(SOURCE DATA)

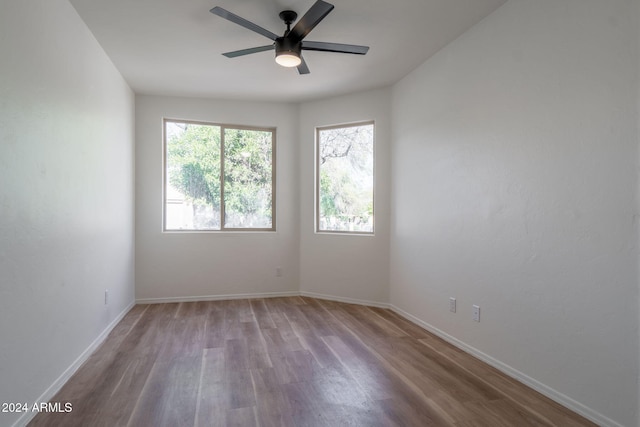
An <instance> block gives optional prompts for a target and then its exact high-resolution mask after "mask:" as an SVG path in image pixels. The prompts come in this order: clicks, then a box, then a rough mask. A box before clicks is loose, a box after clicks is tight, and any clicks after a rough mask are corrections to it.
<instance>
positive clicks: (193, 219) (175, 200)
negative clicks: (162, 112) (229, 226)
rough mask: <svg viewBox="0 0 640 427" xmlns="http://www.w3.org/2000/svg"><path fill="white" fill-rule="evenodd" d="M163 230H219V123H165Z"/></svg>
mask: <svg viewBox="0 0 640 427" xmlns="http://www.w3.org/2000/svg"><path fill="white" fill-rule="evenodd" d="M165 138H166V182H165V185H166V187H165V229H166V230H219V229H220V126H210V125H202V124H193V123H180V122H170V121H166V122H165Z"/></svg>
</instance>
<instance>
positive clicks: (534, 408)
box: [29, 297, 594, 427]
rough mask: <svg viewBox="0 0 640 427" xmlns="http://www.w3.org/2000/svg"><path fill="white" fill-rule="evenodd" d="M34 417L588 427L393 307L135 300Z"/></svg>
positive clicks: (328, 302)
mask: <svg viewBox="0 0 640 427" xmlns="http://www.w3.org/2000/svg"><path fill="white" fill-rule="evenodd" d="M52 402H61V403H62V404H63V405H64V404H65V403H67V402H70V403H71V404H72V405H73V410H72V411H71V412H69V413H40V414H38V415H37V416H36V417H35V418H34V419H33V420H32V422H31V423H30V424H29V425H30V426H56V427H59V426H92V427H93V426H109V427H112V426H136V427H138V426H153V427H158V426H171V427H174V426H225V427H227V426H243V427H244V426H296V427H298V426H459V427H471V426H491V427H499V426H509V427H511V426H518V427H519V426H563V427H565V426H566V427H570V426H591V425H594V424H592V423H590V422H589V421H587V420H585V419H584V418H581V417H580V416H578V415H576V414H574V413H572V412H571V411H569V410H567V409H565V408H564V407H562V406H560V405H558V404H557V403H555V402H553V401H551V400H549V399H547V398H545V397H544V396H542V395H540V394H539V393H537V392H535V391H533V390H531V389H529V388H527V387H525V386H524V385H522V384H520V383H518V382H516V381H515V380H513V379H511V378H509V377H507V376H506V375H504V374H502V373H500V372H499V371H497V370H495V369H493V368H491V367H489V366H488V365H486V364H484V363H482V362H480V361H479V360H477V359H475V358H473V357H471V356H469V355H468V354H466V353H464V352H462V351H461V350H458V349H457V348H455V347H453V346H451V345H449V344H447V343H446V342H444V341H442V340H441V339H439V338H437V337H435V336H433V335H431V334H429V333H428V332H426V331H425V330H424V329H422V328H420V327H419V326H417V325H415V324H413V323H410V322H408V321H407V320H405V319H403V318H402V317H400V316H398V315H397V314H395V313H393V312H391V311H389V310H384V309H379V308H371V307H364V306H358V305H351V304H343V303H337V302H332V301H325V300H317V299H313V298H304V297H291V298H270V299H252V300H231V301H209V302H195V303H180V304H155V305H138V306H135V307H134V308H133V309H132V310H131V311H130V312H129V313H128V314H127V315H126V316H125V318H124V319H123V320H122V321H121V322H120V323H119V324H118V325H117V326H116V328H115V329H114V330H113V331H112V333H111V334H110V335H109V337H108V338H107V339H106V340H105V342H104V343H103V344H102V346H101V347H100V348H99V349H98V350H97V351H96V352H95V353H94V354H93V355H92V356H91V357H90V358H89V360H88V361H87V362H86V363H85V364H84V365H83V366H82V367H81V368H80V369H79V370H78V372H77V373H76V374H75V375H74V376H73V377H72V378H71V379H70V380H69V381H68V382H67V384H66V385H65V386H64V387H63V388H62V389H61V390H60V392H59V393H58V394H57V395H56V396H55V397H54V398H53V399H52Z"/></svg>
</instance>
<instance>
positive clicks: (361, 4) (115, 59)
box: [70, 0, 506, 102]
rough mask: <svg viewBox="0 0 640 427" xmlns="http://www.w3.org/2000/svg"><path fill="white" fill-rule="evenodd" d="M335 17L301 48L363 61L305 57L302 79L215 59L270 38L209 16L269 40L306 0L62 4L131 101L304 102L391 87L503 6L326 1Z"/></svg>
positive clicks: (278, 33) (308, 3)
mask: <svg viewBox="0 0 640 427" xmlns="http://www.w3.org/2000/svg"><path fill="white" fill-rule="evenodd" d="M328 1H329V2H330V3H332V4H334V5H335V9H334V10H333V11H332V12H331V13H330V14H329V15H328V16H327V17H326V18H325V19H324V20H323V21H322V22H321V23H320V24H319V25H318V26H317V27H316V28H315V29H314V30H313V31H312V32H311V33H310V34H309V35H308V36H307V38H306V39H307V40H314V41H326V42H335V43H347V44H360V45H367V46H370V50H369V53H367V55H366V56H360V55H347V54H339V53H328V52H312V51H304V52H303V56H304V58H305V60H306V62H307V65H308V66H309V69H310V70H311V74H308V75H299V74H298V72H297V70H296V69H295V68H293V69H289V68H283V67H280V66H279V65H277V64H276V63H275V61H274V53H273V52H272V51H268V52H261V53H256V54H253V55H248V56H243V57H238V58H234V59H229V58H226V57H224V56H222V55H221V53H223V52H229V51H233V50H238V49H245V48H250V47H255V46H263V45H268V44H270V43H272V41H270V40H269V39H267V38H265V37H263V36H261V35H259V34H256V33H254V32H252V31H249V30H247V29H245V28H243V27H241V26H239V25H236V24H234V23H232V22H229V21H227V20H225V19H223V18H220V17H218V16H215V15H213V14H211V13H209V10H210V9H211V8H212V7H214V6H221V7H223V8H225V9H227V10H229V11H230V12H233V13H235V14H236V15H239V16H241V17H243V18H245V19H247V20H249V21H252V22H254V23H256V24H258V25H260V26H262V27H264V28H266V29H268V30H270V31H272V32H274V33H276V34H281V33H283V32H284V30H285V26H284V24H283V22H282V21H281V20H280V18H279V17H278V14H279V13H280V12H281V11H282V10H285V9H291V10H294V11H296V12H298V17H301V16H302V15H303V14H304V13H305V12H306V11H307V10H308V9H309V8H310V7H311V6H312V5H313V3H314V2H315V0H108V1H105V0H70V2H71V3H72V4H73V6H74V7H75V9H76V10H77V11H78V13H79V14H80V16H81V17H82V19H83V20H84V22H85V23H86V24H87V26H88V27H89V29H90V30H91V31H92V32H93V34H94V36H95V37H96V39H97V40H98V42H99V43H100V44H101V45H102V47H103V48H104V50H105V51H106V52H107V54H108V55H109V57H110V58H111V60H112V61H113V63H114V64H115V66H116V67H117V68H118V70H120V72H121V73H122V75H123V76H124V78H125V79H126V81H127V82H128V83H129V85H130V86H131V88H132V89H133V90H134V91H135V92H136V93H139V94H153V95H172V96H189V97H211V98H220V99H251V100H270V101H287V102H292V101H294V102H295V101H305V100H311V99H317V98H323V97H328V96H335V95H339V94H344V93H351V92H357V91H361V90H367V89H372V88H377V87H382V86H386V85H389V84H392V83H395V82H396V81H398V80H400V79H401V78H402V77H404V76H405V75H407V73H409V72H410V71H411V70H413V69H414V68H415V67H417V66H418V65H420V64H421V63H422V62H424V61H425V60H426V59H427V58H429V57H430V56H431V55H433V54H434V53H436V52H437V51H438V50H439V49H440V48H442V47H443V46H445V45H446V44H447V43H449V42H451V41H453V40H454V39H455V38H457V37H458V36H460V35H461V34H462V33H464V32H465V31H466V30H467V29H469V28H470V27H472V26H473V25H474V24H475V23H477V22H478V21H480V20H481V19H482V18H484V17H485V16H487V15H489V14H490V13H491V12H493V11H494V10H495V9H496V8H498V7H499V6H500V5H502V4H503V3H504V2H505V1H506V0H386V1H382V0H328Z"/></svg>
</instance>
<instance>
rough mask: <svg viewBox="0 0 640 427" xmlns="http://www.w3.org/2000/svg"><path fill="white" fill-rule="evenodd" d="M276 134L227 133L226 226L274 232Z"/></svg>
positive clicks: (252, 133)
mask: <svg viewBox="0 0 640 427" xmlns="http://www.w3.org/2000/svg"><path fill="white" fill-rule="evenodd" d="M272 148H273V133H272V132H270V131H261V130H246V129H232V128H225V129H224V156H225V157H224V217H225V218H224V221H225V223H224V226H225V227H226V228H268V229H270V228H272V200H273V196H272V194H273V192H272V186H273V179H272V170H273V168H272Z"/></svg>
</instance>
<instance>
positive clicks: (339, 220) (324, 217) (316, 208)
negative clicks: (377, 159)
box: [316, 122, 374, 234]
mask: <svg viewBox="0 0 640 427" xmlns="http://www.w3.org/2000/svg"><path fill="white" fill-rule="evenodd" d="M316 132H317V133H316V159H317V166H316V231H318V232H342V233H363V234H371V233H373V226H374V221H373V219H374V215H373V181H374V179H373V177H374V175H373V172H374V171H373V169H374V168H373V164H374V125H373V123H371V122H368V123H356V124H351V125H341V126H331V127H322V128H317V129H316Z"/></svg>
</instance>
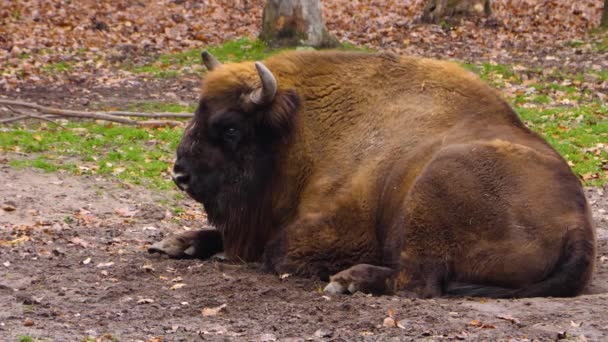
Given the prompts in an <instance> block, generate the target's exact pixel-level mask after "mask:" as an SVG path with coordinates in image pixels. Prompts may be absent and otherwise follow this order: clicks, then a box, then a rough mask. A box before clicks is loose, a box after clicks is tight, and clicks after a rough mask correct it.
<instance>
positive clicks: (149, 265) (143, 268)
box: [141, 265, 155, 272]
mask: <svg viewBox="0 0 608 342" xmlns="http://www.w3.org/2000/svg"><path fill="white" fill-rule="evenodd" d="M141 268H142V269H144V271H146V272H154V271H155V269H154V267H153V266H152V265H143V266H142V267H141Z"/></svg>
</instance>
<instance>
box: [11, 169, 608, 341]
mask: <svg viewBox="0 0 608 342" xmlns="http://www.w3.org/2000/svg"><path fill="white" fill-rule="evenodd" d="M0 179H1V182H0V199H1V201H2V203H0V204H1V205H2V207H3V208H4V209H3V210H0V224H2V225H4V228H3V229H2V230H0V241H3V242H5V243H6V242H10V245H8V246H3V247H2V248H0V263H1V265H0V307H2V310H1V311H0V337H2V338H1V340H2V341H19V340H21V341H23V337H24V336H27V337H32V338H36V339H38V338H39V339H41V340H43V341H46V340H52V341H76V340H87V341H94V340H95V339H98V340H101V341H105V340H110V341H138V340H141V341H193V340H200V339H202V340H210V341H217V340H254V341H275V340H281V341H285V340H290V339H291V340H292V341H303V340H325V341H329V340H332V341H353V340H368V341H377V340H389V339H392V338H396V339H399V340H424V339H426V340H430V341H436V340H470V341H479V340H485V341H496V340H516V341H531V340H541V341H549V340H559V339H564V340H576V341H603V340H606V339H608V316H607V315H606V308H608V260H607V257H606V256H607V255H608V188H603V189H600V188H597V187H595V188H588V189H587V190H586V193H587V196H588V199H589V201H590V203H591V207H592V210H593V214H594V217H595V221H596V222H595V224H596V227H597V231H598V238H599V253H598V260H597V272H596V275H595V278H594V280H593V282H592V285H591V286H590V287H589V289H587V291H586V294H584V295H581V296H579V297H576V298H567V299H561V298H560V299H557V298H531V299H517V300H491V299H480V298H465V299H443V298H438V299H429V300H421V299H415V300H414V299H406V298H400V297H394V296H380V297H377V296H376V297H372V296H366V295H363V294H355V295H352V296H349V295H327V294H325V293H323V292H321V289H322V287H323V284H322V283H320V282H316V281H312V280H307V279H300V278H297V277H288V278H285V279H280V277H279V276H277V275H272V274H267V273H264V272H262V271H261V270H260V269H258V267H257V266H256V265H241V264H229V263H226V262H221V261H200V260H170V259H167V258H165V257H159V256H156V255H149V254H148V253H146V247H147V246H148V245H149V244H151V243H153V242H155V241H158V240H159V239H161V238H162V237H163V236H165V235H166V234H170V233H176V232H179V231H184V229H187V228H188V227H190V228H195V227H196V228H198V227H201V225H204V214H202V213H201V211H200V210H198V205H197V204H195V203H193V202H192V201H190V200H186V199H183V200H176V201H175V202H172V203H167V204H165V205H163V204H159V203H162V202H163V201H162V200H163V199H166V198H167V192H155V191H151V190H149V189H147V188H144V187H140V186H134V187H133V186H125V184H123V183H119V182H117V181H113V180H108V179H107V178H104V177H95V176H74V175H72V174H69V173H66V172H54V173H48V172H47V173H45V172H42V171H36V170H28V169H23V170H16V169H15V168H13V167H10V166H7V165H6V164H0ZM168 192H170V191H168ZM175 206H179V207H181V208H184V209H185V211H184V212H183V213H182V214H180V215H174V214H173V213H172V210H173V208H174V207H175ZM7 209H8V211H7ZM389 316H390V317H391V318H394V321H396V322H397V323H398V324H397V326H395V323H393V324H392V325H391V324H385V320H386V319H387V318H389ZM389 321H390V320H389ZM387 323H388V322H387ZM25 340H27V339H25Z"/></svg>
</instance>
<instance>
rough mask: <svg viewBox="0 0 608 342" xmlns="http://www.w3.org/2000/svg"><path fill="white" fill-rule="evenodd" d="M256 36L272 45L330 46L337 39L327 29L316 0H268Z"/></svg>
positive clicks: (296, 45)
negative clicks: (261, 27) (261, 26)
mask: <svg viewBox="0 0 608 342" xmlns="http://www.w3.org/2000/svg"><path fill="white" fill-rule="evenodd" d="M260 39H262V40H263V41H265V42H266V43H268V45H270V46H272V47H280V46H298V45H305V46H312V47H315V48H331V47H336V46H339V45H340V43H339V42H338V40H337V39H336V38H335V37H334V36H333V35H331V34H330V33H329V32H327V29H326V28H325V21H324V20H323V15H322V13H321V3H320V1H319V0H268V1H267V2H266V6H264V14H263V17H262V32H261V33H260Z"/></svg>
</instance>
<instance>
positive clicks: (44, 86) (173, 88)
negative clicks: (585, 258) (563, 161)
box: [0, 0, 608, 342]
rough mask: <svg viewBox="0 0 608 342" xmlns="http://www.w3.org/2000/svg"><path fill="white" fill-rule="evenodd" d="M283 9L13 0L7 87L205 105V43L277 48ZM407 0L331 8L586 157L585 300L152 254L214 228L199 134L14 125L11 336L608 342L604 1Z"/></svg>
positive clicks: (142, 106) (327, 11)
mask: <svg viewBox="0 0 608 342" xmlns="http://www.w3.org/2000/svg"><path fill="white" fill-rule="evenodd" d="M263 2H264V1H262V0H249V1H244V0H242V1H232V0H231V1H228V0H218V1H212V2H194V1H175V0H163V1H155V2H150V4H149V5H144V3H142V2H131V1H115V2H98V1H92V0H83V1H78V2H64V1H58V0H53V1H45V2H37V3H36V4H32V2H31V1H4V2H3V1H2V0H0V65H2V68H0V76H1V77H0V98H11V99H20V100H25V101H33V102H37V103H40V104H44V105H52V106H56V107H60V108H73V109H80V110H128V111H174V112H184V111H185V112H192V111H193V106H194V105H195V104H196V98H197V90H198V86H199V82H200V76H201V73H202V72H203V68H202V67H201V66H200V57H199V56H200V50H201V48H203V47H205V48H209V49H210V50H212V52H213V53H214V54H215V55H216V56H218V58H219V59H221V60H222V61H239V60H252V59H261V58H264V57H266V56H268V55H269V54H272V53H275V51H270V50H268V49H267V48H266V47H265V46H263V44H261V43H260V42H259V41H256V40H255V38H254V36H255V34H256V32H257V29H258V26H259V22H260V16H261V8H262V3H263ZM404 3H406V2H403V1H391V0H381V1H378V0H375V1H363V0H361V1H351V0H327V1H323V4H324V6H325V16H326V19H327V24H328V27H329V29H330V31H332V32H333V33H335V34H336V35H337V36H338V37H339V38H340V39H341V40H342V41H343V42H346V43H348V44H349V45H348V47H347V48H349V49H361V48H364V49H373V50H385V51H393V52H397V53H407V54H415V55H421V56H427V57H436V58H442V59H453V60H456V61H458V62H459V63H462V64H463V65H464V66H465V67H467V68H469V69H470V70H471V71H473V72H475V73H477V74H478V75H480V77H481V78H482V79H483V80H484V81H486V82H488V83H490V84H491V85H492V86H494V87H496V88H498V89H499V90H500V91H501V93H502V94H503V96H504V97H505V99H507V100H508V101H509V103H510V104H511V105H512V106H513V107H514V108H515V109H516V110H517V112H518V113H519V115H520V116H521V117H522V119H523V120H524V121H525V123H526V124H527V125H528V126H529V127H530V128H532V129H533V130H535V131H537V132H539V133H540V134H542V135H543V136H544V137H545V138H546V139H547V140H548V141H549V142H550V143H551V144H552V145H553V146H554V147H555V148H556V149H557V150H558V151H559V152H560V153H561V154H562V155H563V156H564V157H565V158H566V159H567V161H568V163H569V164H570V165H571V166H572V168H573V170H574V172H575V173H576V174H577V175H578V176H579V177H580V179H581V181H582V182H583V183H584V184H585V185H586V193H587V196H588V199H589V202H590V204H591V207H592V210H593V216H594V220H595V224H596V228H597V232H598V239H599V244H598V245H599V251H598V256H597V258H598V260H597V263H596V269H597V271H596V275H595V278H594V280H593V282H592V284H591V286H590V287H589V289H588V290H587V291H586V293H585V294H584V295H582V296H579V297H576V298H569V299H555V298H533V299H521V300H487V299H480V298H475V299H444V298H440V299H432V300H419V299H417V300H413V299H405V298H399V297H393V296H380V297H372V296H365V295H362V294H355V295H353V296H343V295H337V296H334V295H326V294H324V293H322V292H320V289H322V287H323V284H322V283H320V282H315V281H312V280H306V279H300V278H297V277H288V278H285V279H279V277H278V276H276V275H271V274H265V273H263V272H262V271H261V270H260V269H258V267H257V266H256V265H241V264H230V263H226V262H222V261H218V260H213V261H199V260H169V259H166V258H163V257H159V256H153V255H149V254H147V253H146V248H147V246H148V245H150V244H151V243H154V242H156V241H158V240H159V239H161V238H162V237H164V236H167V235H168V234H172V233H176V232H181V231H185V230H187V229H196V228H200V227H204V226H205V225H206V224H207V223H206V219H205V214H204V211H203V210H202V208H201V207H200V205H198V204H196V203H194V202H192V201H191V200H189V199H187V198H185V197H184V196H183V195H182V194H181V193H179V192H178V191H176V189H175V188H174V186H173V185H172V183H171V182H170V181H169V176H168V170H169V168H170V167H171V164H172V161H173V158H174V151H175V147H176V145H177V143H178V141H179V138H180V135H181V131H182V129H183V127H181V126H178V127H173V128H170V127H166V128H158V129H142V128H133V127H124V126H121V125H115V124H108V123H104V122H85V121H67V120H57V121H58V123H60V124H62V125H64V126H65V128H57V127H55V126H53V125H52V124H49V123H46V122H43V123H40V122H34V121H21V122H17V123H13V124H11V125H4V126H1V127H0V206H1V207H0V307H1V308H2V310H0V341H23V342H26V341H34V340H42V341H47V340H51V341H75V340H80V341H96V340H100V341H104V340H108V341H112V340H113V341H139V340H141V341H150V342H153V341H156V342H158V341H180V340H181V341H191V340H199V339H202V340H212V341H213V340H257V341H274V340H288V339H290V338H291V339H294V340H338V341H339V340H344V341H351V340H370V341H376V340H389V339H397V340H423V339H427V340H471V341H477V340H487V341H494V340H510V339H514V340H521V341H526V340H528V341H529V340H543V341H546V340H560V339H562V340H577V341H585V340H588V341H602V340H607V339H608V316H607V315H606V311H607V310H608V186H607V184H608V105H607V104H606V101H607V99H608V34H607V33H605V32H604V33H602V32H599V31H596V30H594V29H593V27H596V26H597V24H598V23H599V18H600V14H601V6H602V3H603V1H602V0H590V1H585V2H572V1H569V0H551V1H536V0H495V1H494V3H495V6H494V7H495V8H494V9H495V11H494V16H493V17H492V18H490V19H484V20H475V21H463V22H460V23H458V25H453V26H452V25H449V24H446V23H443V24H442V25H421V24H420V23H418V22H417V21H416V15H417V14H416V13H419V12H420V9H421V6H422V3H423V1H419V0H411V1H409V2H407V3H408V4H409V5H410V6H405V5H404ZM142 6H148V7H146V8H145V9H144V8H143V7H142ZM2 109H3V108H0V118H5V117H6V116H8V115H11V114H8V112H7V111H3V110H2ZM387 318H391V319H393V320H392V322H398V324H392V326H391V325H390V324H388V323H390V322H391V319H388V320H387ZM385 323H387V324H385Z"/></svg>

(End SOURCE DATA)

Lines holding the word "before" in the entries above are the ones to pull out. Copy them all.

◆ RESPONSE AREA:
An <instance> block gives optional prompts for a target and then its exact high-resolution mask after "mask:" as an SVG path in image pixels. The prompts come in this order: clicks, then a box, then a rough mask. A box before clicks is loose, a box after clicks is tight, and any clicks after a rough mask are corrections to it.
Given the prompts in an <instance> block, generate the target's exact pixel-level mask after "mask:" as an SVG path with coordinates in image pixels. Prompts may be absent and otherwise follow this order: clicks, then a box, then a rough mask. A box before clicks is loose, a box after clicks is tight, and clicks after a rough mask correct it.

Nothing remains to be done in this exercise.